## Task brief:
Write out the passage on fake pandemic farm loans exactly, starting with "A cattle ranch" and going on through "west of Rochester.".

## Text provided:
□ □ □ □
Early in the pandemic, the federal government tossed a financial lifeline to the struggling orange growers of Minnesota.
The struggling what of where, you may ask yourself. Which is more scrutiny than anyone seems to have given a $17,931 Paycheck Protection Program loan to one "Shaila Big Fresh Oranges" of Mantorville, Minn.
The loan caught the eye and raised the eyebrows of investigative reporters from ProPublica, who have tracked down hundreds of fraudulent PPP loans that funneled millions of dollars to "fake farms in absurd places."
A cattle ranch on the Jersey shore. Potato farmers in Palm Beach, Fla.
A Minnesota orange grove that no one in state government or Mantorville City Hall has ever heard of — even though the loan application claimed the big, fresh oranges have been flourishing for years on Clay Street, in the middle of town, in the middle of southeast Minnesota, about half an hour west of Rochester.
On Google Street View, the address in question looks like a very nice Colonial on a residential street with exactly as many citrus trees as you'd expect to find growing in plant hardiness zone 4b.
A common thread of criminal laziness runs through the hundreds of fake farms ProPublica found.
There was no effort to match crops to their appropriate states or to come up with credible farm names.
□ □ □ □
## Information shown:
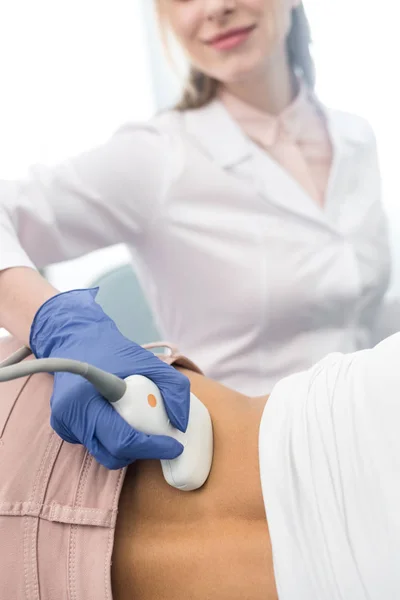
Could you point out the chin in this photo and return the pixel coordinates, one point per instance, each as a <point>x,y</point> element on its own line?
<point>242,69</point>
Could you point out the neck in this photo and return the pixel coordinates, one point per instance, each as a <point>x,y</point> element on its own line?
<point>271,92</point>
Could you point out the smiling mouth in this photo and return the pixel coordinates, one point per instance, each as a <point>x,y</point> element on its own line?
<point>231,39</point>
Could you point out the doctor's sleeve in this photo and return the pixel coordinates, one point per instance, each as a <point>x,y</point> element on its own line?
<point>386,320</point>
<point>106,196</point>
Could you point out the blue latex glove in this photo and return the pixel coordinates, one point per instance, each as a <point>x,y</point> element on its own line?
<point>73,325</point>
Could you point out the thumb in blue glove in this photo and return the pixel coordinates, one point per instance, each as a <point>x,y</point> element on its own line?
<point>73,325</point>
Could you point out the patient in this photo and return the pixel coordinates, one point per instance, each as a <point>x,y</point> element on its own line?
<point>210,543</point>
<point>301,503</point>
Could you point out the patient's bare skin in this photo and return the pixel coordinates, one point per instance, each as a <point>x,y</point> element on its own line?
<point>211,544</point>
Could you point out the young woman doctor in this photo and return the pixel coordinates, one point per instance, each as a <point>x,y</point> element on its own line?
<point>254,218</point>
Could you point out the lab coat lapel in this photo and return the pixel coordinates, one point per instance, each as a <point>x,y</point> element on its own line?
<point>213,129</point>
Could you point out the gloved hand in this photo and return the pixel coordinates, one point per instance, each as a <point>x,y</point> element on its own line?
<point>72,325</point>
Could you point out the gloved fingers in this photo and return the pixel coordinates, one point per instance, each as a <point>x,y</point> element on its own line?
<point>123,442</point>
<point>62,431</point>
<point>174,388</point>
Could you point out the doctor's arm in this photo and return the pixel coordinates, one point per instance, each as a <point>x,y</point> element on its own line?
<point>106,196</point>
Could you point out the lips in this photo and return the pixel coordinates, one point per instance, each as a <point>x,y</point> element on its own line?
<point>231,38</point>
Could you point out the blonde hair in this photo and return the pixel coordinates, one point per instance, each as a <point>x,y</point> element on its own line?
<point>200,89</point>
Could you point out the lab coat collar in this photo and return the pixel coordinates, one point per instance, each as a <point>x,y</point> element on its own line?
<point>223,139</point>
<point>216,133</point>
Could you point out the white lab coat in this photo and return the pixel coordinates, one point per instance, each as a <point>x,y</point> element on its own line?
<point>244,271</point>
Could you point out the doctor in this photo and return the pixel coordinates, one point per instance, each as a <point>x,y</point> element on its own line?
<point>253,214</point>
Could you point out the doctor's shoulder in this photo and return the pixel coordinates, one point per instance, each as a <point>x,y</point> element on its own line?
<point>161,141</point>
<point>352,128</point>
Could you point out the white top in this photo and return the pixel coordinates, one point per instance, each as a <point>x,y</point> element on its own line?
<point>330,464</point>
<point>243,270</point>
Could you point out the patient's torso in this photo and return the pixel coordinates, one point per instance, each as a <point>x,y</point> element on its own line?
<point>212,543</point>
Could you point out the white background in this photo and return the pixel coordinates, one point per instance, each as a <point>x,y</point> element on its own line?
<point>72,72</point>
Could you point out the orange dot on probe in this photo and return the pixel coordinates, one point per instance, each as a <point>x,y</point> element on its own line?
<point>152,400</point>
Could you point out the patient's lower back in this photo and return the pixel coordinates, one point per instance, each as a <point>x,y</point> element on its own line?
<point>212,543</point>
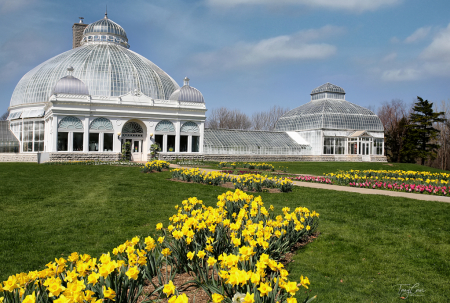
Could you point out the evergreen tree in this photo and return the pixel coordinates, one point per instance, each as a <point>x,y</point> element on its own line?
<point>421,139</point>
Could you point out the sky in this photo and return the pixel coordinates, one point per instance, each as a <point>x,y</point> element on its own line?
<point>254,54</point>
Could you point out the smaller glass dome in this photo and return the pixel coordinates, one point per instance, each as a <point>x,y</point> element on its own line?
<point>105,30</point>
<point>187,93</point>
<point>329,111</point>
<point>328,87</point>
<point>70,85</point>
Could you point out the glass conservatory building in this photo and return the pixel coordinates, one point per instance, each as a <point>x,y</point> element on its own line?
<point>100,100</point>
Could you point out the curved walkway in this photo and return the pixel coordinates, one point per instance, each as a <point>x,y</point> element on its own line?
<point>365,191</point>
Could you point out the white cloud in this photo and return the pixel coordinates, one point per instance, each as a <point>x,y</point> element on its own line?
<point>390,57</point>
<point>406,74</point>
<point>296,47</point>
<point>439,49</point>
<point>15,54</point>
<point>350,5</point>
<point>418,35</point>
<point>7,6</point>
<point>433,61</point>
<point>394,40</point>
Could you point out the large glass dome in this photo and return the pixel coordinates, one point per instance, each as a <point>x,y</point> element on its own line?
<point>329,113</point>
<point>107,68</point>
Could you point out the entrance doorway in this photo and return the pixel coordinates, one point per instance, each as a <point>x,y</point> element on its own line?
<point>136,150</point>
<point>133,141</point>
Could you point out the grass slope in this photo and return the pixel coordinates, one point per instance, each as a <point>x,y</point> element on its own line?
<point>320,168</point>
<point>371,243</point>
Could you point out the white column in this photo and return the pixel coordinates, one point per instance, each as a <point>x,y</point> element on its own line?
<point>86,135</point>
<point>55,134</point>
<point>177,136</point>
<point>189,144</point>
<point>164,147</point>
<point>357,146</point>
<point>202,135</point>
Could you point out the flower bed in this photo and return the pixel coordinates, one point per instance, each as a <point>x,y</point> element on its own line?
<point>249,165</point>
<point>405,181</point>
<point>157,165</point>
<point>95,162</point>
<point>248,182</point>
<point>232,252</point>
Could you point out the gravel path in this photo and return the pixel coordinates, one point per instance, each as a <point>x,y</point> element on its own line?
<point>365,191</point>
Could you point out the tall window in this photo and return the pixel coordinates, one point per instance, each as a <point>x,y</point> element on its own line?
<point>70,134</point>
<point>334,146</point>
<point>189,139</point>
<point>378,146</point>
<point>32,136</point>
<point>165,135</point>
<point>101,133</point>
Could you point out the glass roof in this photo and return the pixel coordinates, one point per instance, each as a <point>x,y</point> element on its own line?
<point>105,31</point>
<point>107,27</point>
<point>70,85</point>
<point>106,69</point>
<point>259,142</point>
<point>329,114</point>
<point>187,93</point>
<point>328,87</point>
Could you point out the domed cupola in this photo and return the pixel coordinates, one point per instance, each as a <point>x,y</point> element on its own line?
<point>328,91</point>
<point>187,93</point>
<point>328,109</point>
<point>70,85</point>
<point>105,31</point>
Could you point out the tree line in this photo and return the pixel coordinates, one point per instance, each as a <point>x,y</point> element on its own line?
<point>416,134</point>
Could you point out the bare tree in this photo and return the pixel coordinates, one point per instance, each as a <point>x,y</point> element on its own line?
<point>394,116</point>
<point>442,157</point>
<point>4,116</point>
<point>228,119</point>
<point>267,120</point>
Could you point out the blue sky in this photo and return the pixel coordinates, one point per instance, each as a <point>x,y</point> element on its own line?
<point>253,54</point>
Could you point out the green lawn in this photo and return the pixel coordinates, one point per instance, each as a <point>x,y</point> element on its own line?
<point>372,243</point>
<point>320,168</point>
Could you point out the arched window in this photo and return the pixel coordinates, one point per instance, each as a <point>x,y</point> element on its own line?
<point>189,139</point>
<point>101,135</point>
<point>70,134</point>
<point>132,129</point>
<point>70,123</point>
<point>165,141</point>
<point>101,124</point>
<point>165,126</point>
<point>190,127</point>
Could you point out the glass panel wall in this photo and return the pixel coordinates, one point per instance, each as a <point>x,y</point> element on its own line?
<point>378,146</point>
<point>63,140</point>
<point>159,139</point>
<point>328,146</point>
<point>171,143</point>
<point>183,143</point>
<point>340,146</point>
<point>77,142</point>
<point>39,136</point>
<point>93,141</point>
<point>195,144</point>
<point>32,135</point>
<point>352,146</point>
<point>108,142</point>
□ □ □ □
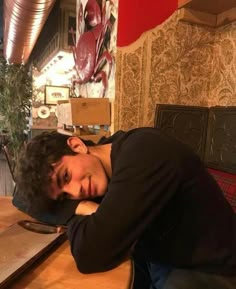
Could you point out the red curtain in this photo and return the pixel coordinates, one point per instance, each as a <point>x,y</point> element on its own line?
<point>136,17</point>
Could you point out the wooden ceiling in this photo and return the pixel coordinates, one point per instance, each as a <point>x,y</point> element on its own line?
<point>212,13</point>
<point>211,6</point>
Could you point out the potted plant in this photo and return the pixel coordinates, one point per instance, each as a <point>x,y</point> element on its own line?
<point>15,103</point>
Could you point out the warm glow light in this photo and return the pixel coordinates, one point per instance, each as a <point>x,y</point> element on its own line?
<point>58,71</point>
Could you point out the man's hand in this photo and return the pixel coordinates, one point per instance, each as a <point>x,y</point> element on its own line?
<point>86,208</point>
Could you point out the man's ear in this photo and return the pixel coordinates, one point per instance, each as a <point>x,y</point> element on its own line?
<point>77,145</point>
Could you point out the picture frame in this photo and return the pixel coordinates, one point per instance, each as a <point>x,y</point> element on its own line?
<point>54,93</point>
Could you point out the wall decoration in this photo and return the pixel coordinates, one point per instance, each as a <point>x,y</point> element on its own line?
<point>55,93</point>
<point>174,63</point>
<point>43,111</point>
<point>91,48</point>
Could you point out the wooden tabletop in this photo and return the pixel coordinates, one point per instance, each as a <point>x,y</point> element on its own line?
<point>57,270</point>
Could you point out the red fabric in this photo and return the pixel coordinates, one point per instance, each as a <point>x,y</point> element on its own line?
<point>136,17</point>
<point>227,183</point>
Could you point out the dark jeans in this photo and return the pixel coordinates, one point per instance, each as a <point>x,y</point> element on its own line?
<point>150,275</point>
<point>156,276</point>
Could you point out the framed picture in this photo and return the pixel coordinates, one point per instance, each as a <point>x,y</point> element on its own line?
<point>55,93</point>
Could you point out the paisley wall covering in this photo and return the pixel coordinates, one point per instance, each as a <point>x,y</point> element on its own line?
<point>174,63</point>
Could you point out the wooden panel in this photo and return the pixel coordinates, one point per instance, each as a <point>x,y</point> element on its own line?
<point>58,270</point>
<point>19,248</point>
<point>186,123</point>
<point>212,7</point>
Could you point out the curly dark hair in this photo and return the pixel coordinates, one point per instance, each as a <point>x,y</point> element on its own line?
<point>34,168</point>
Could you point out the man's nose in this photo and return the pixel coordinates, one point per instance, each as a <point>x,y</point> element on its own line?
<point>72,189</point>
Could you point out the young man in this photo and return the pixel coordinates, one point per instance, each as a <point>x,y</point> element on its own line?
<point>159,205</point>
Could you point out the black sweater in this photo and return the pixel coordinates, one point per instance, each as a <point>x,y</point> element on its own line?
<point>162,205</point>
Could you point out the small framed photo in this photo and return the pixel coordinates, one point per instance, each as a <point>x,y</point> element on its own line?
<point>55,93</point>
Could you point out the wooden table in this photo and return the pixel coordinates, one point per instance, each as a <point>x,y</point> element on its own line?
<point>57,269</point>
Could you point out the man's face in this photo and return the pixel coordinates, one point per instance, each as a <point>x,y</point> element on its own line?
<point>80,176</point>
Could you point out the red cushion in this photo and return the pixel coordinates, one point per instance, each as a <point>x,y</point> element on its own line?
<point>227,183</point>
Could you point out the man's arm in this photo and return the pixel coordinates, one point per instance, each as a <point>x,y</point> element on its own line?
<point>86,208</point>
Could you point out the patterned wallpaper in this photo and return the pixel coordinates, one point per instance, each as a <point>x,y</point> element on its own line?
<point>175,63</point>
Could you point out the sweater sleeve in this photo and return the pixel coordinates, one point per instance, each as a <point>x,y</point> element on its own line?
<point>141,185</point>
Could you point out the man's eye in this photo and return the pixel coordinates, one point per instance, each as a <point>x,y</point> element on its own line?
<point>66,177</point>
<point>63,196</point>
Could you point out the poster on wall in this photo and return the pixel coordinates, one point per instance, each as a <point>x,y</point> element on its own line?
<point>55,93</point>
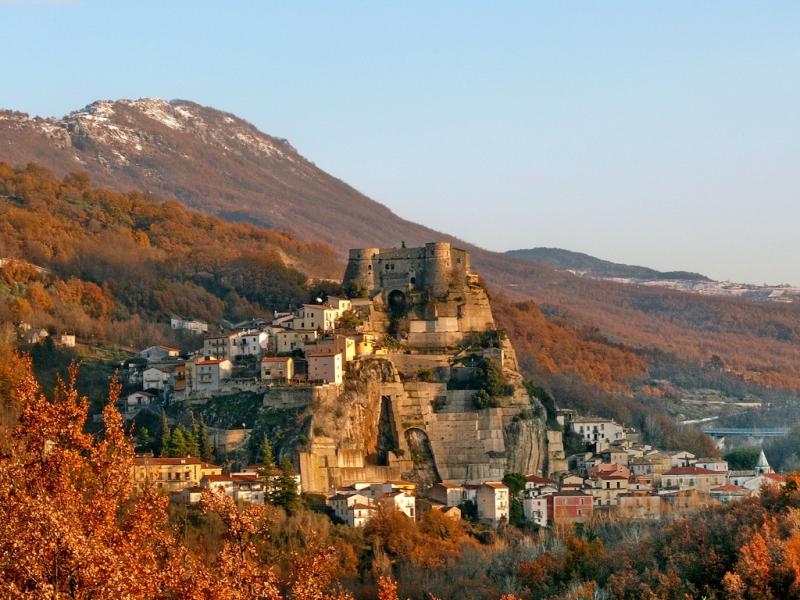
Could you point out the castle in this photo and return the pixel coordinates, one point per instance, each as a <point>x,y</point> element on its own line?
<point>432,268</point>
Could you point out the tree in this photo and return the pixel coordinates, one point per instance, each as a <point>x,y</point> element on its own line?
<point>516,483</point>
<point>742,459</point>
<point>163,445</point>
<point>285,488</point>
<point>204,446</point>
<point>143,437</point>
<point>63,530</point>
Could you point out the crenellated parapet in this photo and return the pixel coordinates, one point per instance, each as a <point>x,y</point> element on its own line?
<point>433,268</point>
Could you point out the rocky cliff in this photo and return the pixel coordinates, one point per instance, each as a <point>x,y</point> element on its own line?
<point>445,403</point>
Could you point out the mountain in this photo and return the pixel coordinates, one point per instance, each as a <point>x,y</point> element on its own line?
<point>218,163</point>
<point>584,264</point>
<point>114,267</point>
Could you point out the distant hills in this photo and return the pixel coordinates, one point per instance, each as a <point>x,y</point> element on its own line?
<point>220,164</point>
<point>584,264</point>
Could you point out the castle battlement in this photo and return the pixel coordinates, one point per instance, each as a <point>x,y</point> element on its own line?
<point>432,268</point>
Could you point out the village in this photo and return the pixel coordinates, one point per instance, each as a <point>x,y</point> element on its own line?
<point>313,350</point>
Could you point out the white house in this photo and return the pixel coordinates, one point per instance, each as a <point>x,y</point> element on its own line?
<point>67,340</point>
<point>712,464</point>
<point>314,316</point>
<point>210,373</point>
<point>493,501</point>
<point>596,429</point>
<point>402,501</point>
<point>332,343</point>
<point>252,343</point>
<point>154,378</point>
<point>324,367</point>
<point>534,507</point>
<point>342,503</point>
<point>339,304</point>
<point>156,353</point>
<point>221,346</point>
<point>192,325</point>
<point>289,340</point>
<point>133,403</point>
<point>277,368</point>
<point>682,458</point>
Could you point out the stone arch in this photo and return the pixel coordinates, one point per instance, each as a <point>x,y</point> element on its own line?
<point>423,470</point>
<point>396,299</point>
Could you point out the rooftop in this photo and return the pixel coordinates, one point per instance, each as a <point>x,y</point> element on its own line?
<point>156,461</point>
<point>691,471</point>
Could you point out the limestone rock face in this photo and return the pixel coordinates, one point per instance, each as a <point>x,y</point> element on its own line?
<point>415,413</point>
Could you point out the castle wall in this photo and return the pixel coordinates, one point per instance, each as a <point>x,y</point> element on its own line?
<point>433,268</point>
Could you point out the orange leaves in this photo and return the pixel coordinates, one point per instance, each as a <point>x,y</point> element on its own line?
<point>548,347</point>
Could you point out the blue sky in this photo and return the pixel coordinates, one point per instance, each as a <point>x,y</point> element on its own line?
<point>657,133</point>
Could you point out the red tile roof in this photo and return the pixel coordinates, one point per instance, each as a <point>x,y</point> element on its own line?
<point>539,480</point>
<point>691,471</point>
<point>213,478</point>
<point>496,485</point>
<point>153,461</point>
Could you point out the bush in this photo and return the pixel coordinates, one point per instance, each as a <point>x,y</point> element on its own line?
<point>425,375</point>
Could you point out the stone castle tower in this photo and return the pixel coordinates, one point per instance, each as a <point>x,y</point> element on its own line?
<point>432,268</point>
□ □ □ □
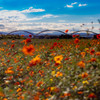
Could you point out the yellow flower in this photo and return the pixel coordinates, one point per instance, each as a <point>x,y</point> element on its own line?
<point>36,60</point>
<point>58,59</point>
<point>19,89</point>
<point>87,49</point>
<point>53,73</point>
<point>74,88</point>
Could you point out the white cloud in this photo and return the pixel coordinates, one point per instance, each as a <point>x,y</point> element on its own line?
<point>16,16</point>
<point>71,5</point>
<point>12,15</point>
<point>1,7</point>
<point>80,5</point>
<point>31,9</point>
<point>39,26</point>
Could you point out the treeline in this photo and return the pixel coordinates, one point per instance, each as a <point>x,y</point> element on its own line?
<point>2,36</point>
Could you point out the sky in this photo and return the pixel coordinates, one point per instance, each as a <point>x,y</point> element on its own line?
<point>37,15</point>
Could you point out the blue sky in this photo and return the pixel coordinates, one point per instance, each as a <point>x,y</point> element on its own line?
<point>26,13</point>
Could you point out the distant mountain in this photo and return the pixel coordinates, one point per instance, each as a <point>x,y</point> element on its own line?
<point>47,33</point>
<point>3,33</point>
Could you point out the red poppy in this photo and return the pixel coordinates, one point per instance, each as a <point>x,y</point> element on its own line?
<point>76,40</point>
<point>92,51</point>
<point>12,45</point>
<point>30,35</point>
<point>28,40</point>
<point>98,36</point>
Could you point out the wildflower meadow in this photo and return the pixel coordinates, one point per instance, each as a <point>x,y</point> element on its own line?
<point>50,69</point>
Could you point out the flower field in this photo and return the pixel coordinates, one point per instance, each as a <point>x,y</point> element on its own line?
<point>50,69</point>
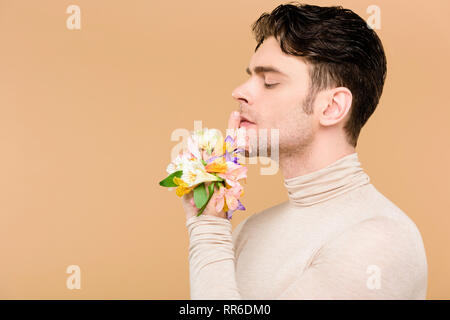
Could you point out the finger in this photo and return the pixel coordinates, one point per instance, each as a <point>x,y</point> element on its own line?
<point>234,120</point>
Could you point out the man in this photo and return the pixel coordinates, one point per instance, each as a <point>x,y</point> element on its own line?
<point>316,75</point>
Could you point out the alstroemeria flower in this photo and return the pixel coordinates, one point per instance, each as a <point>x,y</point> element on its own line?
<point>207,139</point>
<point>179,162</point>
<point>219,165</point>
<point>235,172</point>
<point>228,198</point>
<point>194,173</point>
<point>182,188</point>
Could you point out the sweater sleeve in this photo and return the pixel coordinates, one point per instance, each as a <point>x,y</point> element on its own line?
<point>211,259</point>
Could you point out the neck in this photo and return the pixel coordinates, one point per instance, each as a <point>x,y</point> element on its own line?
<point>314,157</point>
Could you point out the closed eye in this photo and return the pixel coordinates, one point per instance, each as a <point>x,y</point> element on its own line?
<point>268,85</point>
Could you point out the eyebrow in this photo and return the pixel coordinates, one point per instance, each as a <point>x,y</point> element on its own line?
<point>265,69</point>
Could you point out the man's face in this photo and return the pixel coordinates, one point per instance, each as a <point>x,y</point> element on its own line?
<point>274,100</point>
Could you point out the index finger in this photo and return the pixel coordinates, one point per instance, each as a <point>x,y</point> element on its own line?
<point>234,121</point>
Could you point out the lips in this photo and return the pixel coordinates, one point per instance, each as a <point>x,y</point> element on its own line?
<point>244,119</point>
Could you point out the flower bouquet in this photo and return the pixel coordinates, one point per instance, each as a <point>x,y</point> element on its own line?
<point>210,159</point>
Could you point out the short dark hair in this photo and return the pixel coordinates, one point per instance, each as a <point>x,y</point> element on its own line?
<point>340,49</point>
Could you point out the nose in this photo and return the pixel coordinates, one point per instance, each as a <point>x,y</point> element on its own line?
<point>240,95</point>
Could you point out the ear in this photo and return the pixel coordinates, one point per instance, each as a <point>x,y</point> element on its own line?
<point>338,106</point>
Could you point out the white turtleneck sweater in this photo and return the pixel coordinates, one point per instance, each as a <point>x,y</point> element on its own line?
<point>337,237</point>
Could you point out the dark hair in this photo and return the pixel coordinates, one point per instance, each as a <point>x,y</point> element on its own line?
□ □ □ □
## Solution to this exercise:
A cattle ranch on the Jersey shore. Potato farmers in Palm Beach, Fla.
A Minnesota orange grove that no one in state government or Mantorville City Hall has ever heard of — even though the loan application claimed the big, fresh oranges have been flourishing for years on Clay Street, in the middle of town, in the middle of southeast Minnesota, about half an hour west of Rochester.